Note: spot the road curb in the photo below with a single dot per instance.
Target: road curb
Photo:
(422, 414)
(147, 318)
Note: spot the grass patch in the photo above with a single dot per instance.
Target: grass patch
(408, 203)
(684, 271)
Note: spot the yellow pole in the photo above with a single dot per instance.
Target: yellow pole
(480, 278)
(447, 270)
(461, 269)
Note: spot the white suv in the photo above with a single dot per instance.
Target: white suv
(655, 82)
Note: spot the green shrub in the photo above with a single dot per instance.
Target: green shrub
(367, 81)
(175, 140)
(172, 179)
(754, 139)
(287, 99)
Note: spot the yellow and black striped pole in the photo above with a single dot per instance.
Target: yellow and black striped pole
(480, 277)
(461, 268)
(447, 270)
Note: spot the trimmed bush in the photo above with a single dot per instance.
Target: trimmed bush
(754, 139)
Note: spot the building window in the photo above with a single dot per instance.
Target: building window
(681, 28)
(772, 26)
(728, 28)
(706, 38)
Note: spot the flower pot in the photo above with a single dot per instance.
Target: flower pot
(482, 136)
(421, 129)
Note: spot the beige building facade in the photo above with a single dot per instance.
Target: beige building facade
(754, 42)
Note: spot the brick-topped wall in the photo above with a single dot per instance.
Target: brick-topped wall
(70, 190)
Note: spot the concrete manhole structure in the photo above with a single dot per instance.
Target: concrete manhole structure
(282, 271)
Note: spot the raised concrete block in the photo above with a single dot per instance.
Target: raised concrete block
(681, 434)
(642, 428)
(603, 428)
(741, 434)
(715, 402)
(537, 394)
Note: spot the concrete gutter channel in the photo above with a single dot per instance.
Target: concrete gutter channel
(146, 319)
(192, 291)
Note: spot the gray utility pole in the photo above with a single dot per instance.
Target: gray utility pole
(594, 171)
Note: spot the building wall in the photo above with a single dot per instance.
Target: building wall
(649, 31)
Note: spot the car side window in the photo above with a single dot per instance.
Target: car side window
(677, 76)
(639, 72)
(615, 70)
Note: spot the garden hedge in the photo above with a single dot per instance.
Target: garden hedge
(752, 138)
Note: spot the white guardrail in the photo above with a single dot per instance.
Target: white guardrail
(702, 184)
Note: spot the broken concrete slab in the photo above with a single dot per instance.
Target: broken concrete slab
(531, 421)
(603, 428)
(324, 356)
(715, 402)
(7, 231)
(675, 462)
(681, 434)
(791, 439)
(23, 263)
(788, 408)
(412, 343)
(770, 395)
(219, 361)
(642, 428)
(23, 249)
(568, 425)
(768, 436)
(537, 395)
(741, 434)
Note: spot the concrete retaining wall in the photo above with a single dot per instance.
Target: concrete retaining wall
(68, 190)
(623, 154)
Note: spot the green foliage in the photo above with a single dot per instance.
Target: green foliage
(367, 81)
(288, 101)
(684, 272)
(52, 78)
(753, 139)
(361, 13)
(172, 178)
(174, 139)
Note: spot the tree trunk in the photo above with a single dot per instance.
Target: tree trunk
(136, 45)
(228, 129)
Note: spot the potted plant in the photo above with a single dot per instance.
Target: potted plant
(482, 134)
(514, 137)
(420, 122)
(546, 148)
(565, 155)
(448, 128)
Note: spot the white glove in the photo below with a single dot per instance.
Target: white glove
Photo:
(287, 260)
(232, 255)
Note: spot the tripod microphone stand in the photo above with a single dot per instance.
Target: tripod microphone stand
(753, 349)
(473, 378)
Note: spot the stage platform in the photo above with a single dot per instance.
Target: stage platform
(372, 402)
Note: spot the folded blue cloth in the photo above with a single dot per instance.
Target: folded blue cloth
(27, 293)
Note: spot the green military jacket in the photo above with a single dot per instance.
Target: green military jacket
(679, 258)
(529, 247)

• • •

» **YOUR OBJECTIVE**:
Every entry in the listing should be retyped exactly.

» **TASK RESULT**:
Note: spot the road curb in the photo below with a single dot per instance.
Target: road curb
Photo:
(422, 414)
(147, 318)
Note: spot the grass patch in the photo above with a single dot per instance.
Target: grass patch
(408, 203)
(684, 271)
Note: spot the yellow pole in the photo above with a single dot per instance.
Target: yellow pole
(480, 278)
(447, 270)
(461, 269)
Note: spot the white suv in the photo above with a single dot per instance.
Target: white suv
(655, 82)
Note: spot the green shrub in the photo above with a single dot per instance.
Target: green shrub
(367, 81)
(175, 140)
(172, 179)
(754, 139)
(287, 99)
Note: spot the yellow and black striped pole in the photo above with a single dot per instance.
Target: yellow and black striped pole
(480, 277)
(461, 268)
(447, 270)
Note: spot the trimmed bush in the photo above with a single dot per instance.
Target: trimmed bush
(754, 139)
Note: spot the building window in the photo above with a single dot per instance.
Target: building window
(681, 28)
(772, 26)
(728, 28)
(706, 38)
Note: spot the flower pot in the photo above with a single dot per instance.
Target: flower pot
(482, 136)
(421, 129)
Note: spot the beige building facade in the photo above with a single dot per instance.
Target: beige building facade
(754, 42)
Note: spot the brick-topped wall in the photo above with a single dot per instance.
Target: brick-topped wall
(70, 190)
Note: spot the concrete manhole structure in the photo above with a single dot per instance.
Target: concrete manhole structure
(282, 271)
Note: spot the raised concrete block in the photo above with a single dot per instance.
Target: raised concrete block
(681, 434)
(642, 428)
(603, 428)
(741, 434)
(715, 402)
(537, 394)
Note: spot the concrete gutter channel in the photo above with a single dot per instance.
Target: concrete gutter channel
(146, 319)
(192, 291)
Note: spot the gray utility pole in the photo above with a single dot per instance.
Target: gray utility pole
(594, 171)
Note: spot the building wall in the photo above with a single dot per instance.
Target: building wall
(649, 31)
Note: spot the car side window in the photo above with a single dot per instance.
Target: car side window
(677, 76)
(639, 72)
(615, 70)
Note: spot the garden hedge in the photo above with a single dot per instance.
Target: garden hedge
(752, 138)
Note: spot the white guardrail in the photo above with a single dot per instance.
Target: white guardrail
(702, 184)
Note: spot the broken concrete slab in the photo above with a single dot per instance.
Target: broken concrete slab
(531, 421)
(603, 428)
(324, 356)
(715, 402)
(7, 231)
(675, 462)
(681, 434)
(791, 439)
(23, 263)
(788, 408)
(412, 343)
(770, 395)
(219, 361)
(642, 428)
(23, 249)
(568, 425)
(768, 436)
(537, 395)
(741, 434)
Note: spot the concrete retaining wall in the photo above with a single dot per instance.
Target: concrete retaining wall
(68, 190)
(623, 154)
Note: spot the green foliage in the photo above with a single dot per instance.
Target: green foliage
(367, 81)
(288, 101)
(684, 272)
(52, 78)
(753, 139)
(361, 13)
(172, 178)
(174, 139)
Note: spot the tree trunk in the photo above with a single dot per instance.
Target: tree trunk
(136, 45)
(228, 129)
Note: spot the potted plant in the photo above with a single dot per instance.
Target: potted plant
(482, 134)
(514, 137)
(420, 122)
(546, 148)
(565, 155)
(448, 128)
Note: spot the white glove in the photo below with a single dot per instance.
Target: white glove
Photo:
(287, 260)
(232, 255)
Note: spot the tripod microphone stand in the photo above with a single dot per instance.
Target: tripod microphone stand
(753, 349)
(473, 378)
Note: spot the stage platform in the photo above with a single dot per instance.
Target: stage platform
(372, 402)
Note: spot the folded blue cloth in the photo above with a single dot per instance.
Target: folded blue cloth
(27, 293)
Note: spot the green military jacket in the photo above with a single dot per instance.
Target: green military jacket
(679, 258)
(529, 247)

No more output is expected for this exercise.